━━ TEXT SHOWN

To read the full letter to the European Commission – Executive Vice-President Frans Timmermans on sustainable carbon cycles, download a PDF of the letter

Dear Executive Vice-President Timmermans, 

We are writing to you in the context of the anticipated Sustainable Carbon Cycles Communication. We believe it has significant merits, but risks seriously undermining its own declared purpose of climate ambition.

First, the initiative has the potential to deliver important steps forward. We welcome that deep emission reductions take priority over carbon removals. While carbon removals are needed in the longer term to reach climate neutrality and net-negative emissions afterwards, what we need this decade are drastic emission reductions in order to keep global warming within the Paris Agreement’s 1.5°C limit. 

Second, we support the domestic scope of the Communication and the announced Carbon Removal Certification Mechanism and the cautious approach on carbon removals before 2030. We recognise that space and time have now been allocated for gaining experience and knowledge in this area.

Finally, we welcome the increased transparency and improvement in climate accounting that will result from ensuring that each tonne of CO2 captured, transported, used and stored will be reported and accounted for by its fossil, biogenic or atmospheric origin by 2028. This will be critical to get the framework for carbon removals right. It will ensure that captured industrial emissions are correctly labelled as fossil or biological, depending on their ultimate origin, and not based on a snapshot of a segment of a value chain.

━━━━

**SET OF TASKS**
(1) According to the letter on sustainable carbon cycles, why must emission reductions come before carbon removals in this decade? Answer in one to three sentences.
(2) In the letter on sustainable carbon cycles, by what year will each tonne of CO2 captured, transported, used and stored be reported and accounted for by its origin?
(3) Write the next part of the letter on sustainable carbon cycles, starting after its final sentence.
The data after this letter has no connection to it.

━━ EXTRACTED RECORDS

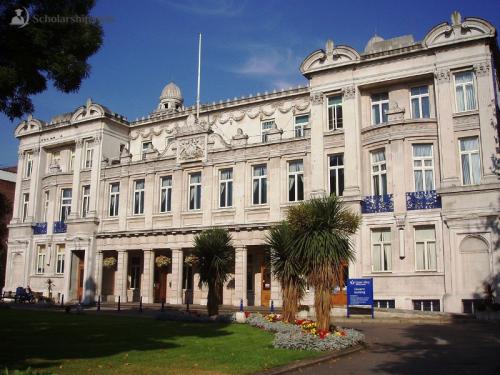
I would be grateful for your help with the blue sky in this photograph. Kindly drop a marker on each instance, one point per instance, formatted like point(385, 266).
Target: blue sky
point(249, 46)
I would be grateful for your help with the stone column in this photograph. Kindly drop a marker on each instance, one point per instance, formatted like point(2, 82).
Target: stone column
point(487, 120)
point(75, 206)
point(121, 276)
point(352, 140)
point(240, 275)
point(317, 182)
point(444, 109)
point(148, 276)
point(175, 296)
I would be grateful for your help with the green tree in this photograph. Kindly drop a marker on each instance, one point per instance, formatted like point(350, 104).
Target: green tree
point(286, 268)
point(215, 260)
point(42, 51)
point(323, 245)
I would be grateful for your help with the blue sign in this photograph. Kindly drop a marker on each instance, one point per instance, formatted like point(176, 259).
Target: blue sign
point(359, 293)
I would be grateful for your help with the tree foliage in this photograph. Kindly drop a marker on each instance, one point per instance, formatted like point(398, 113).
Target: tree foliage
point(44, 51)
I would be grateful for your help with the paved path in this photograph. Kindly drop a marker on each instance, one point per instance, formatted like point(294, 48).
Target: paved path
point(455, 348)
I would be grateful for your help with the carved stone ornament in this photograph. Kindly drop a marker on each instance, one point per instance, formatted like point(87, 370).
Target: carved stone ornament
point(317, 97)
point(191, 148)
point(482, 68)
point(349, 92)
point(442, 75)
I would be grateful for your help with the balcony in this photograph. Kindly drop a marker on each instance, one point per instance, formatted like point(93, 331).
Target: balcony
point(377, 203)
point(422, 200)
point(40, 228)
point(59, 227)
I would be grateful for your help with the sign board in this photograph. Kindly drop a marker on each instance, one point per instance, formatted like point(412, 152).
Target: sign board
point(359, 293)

━━━━

**ANSWERS TO THIS EXERCISE**
(1) Drastic emission reductions are needed this decade to keep global warming within the Paris Agreement's 1.5°C limit. Carbon removals are needed only in the longer term, to reach climate neutrality and net-negative emissions afterwards.

(2) By 2028.

(3)
Problematic aspects 

However, we are gravely concerned that these positive elements will be negated by deeply problematic interactions with other policies which have their own specific aims. For instance, allowing for the trading of emissions offsets in EU regulatory and compliance frameworks in the EU’s Emissions Trading System (ETS), Effort Sharing Regulation (ESR) and the Land Use, Land-use Change, and Forestry (LULUCF) Regulation after 2030 will be extremely detrimental and counter-productive.

The trading of emissions offsets not only contradicts the stated priority of emission reductions over carbon removals, but it also fundamentally undermines the functioning of the above policy frameworks as drivers for effective emissions reductions. It is a zero-sum game that does not reduce emissions, and we do not have the luxury of time to waste on it given that emissions need to be reduced across all sectors and activities as fast and as deeply as possible.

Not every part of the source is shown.